Data to use:
START
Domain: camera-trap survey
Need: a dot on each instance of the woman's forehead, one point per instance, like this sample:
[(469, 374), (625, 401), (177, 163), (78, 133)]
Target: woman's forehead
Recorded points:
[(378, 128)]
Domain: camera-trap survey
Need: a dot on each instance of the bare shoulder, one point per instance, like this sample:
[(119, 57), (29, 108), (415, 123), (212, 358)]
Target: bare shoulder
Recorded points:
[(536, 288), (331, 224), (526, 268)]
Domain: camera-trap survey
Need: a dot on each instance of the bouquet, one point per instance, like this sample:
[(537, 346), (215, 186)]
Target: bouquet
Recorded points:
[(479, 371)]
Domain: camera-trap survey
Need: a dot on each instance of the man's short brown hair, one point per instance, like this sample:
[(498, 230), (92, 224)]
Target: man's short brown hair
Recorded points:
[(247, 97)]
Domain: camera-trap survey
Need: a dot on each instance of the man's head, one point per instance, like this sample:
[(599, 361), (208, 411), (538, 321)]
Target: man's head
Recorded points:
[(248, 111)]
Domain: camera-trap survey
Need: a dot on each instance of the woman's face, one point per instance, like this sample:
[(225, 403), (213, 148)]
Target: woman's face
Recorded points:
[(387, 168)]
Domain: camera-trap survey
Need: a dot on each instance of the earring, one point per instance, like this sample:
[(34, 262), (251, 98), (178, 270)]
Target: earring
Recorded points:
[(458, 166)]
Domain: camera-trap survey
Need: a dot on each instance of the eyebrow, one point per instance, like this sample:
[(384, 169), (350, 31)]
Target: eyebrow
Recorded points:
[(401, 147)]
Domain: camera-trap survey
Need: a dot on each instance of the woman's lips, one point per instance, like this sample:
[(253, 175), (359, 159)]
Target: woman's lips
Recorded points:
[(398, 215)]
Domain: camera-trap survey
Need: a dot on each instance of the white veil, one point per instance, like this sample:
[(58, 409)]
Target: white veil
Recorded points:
END
Set problem: Rewrite the material from its start up to and including the line with "[(387, 168)]", substituting "wildlife monitoring" for "camera-trap survey" and leaving everything else unchanged.

Solution to the problem:
Domain: wildlife monitoring
Need: a dot on each instance of the woman's forehead, one point per instance, like this sample:
[(469, 374), (625, 401), (177, 163), (78, 133)]
Target: woman's forehead
Recorded points:
[(378, 128)]
Domain: wildlife monitoring
Need: a dot on each instance of the bare shoulder, one point per instance, like this sample:
[(119, 57), (29, 108), (415, 123), (212, 358)]
Target: bare shoulder
Recorded points:
[(536, 288), (331, 224), (526, 268)]
Domain: wildlife monitoring
Need: a dot on each instance of the bouquet, one point per instance, like this sample:
[(537, 346), (215, 186)]
Target: bouquet
Recorded points:
[(479, 371)]
Domain: wildlife monitoring
Need: a dot on each instance of the man's short brown hair, one point per instance, like this sample:
[(498, 230), (92, 224)]
Target: man's short brown hair
Recorded points:
[(247, 97)]
Domain: wildlife monitoring
Need: a dot on each instance of the man's head, one point per instance, like this sample:
[(599, 361), (208, 411), (538, 321)]
Target: man's head
Recorded points:
[(248, 111)]
Domain: wildlife monitoring
Need: a dot on each instance of the woman's face, one point per instance, like this sample:
[(225, 403), (213, 148)]
Target: woman's face
Recorded points:
[(387, 168)]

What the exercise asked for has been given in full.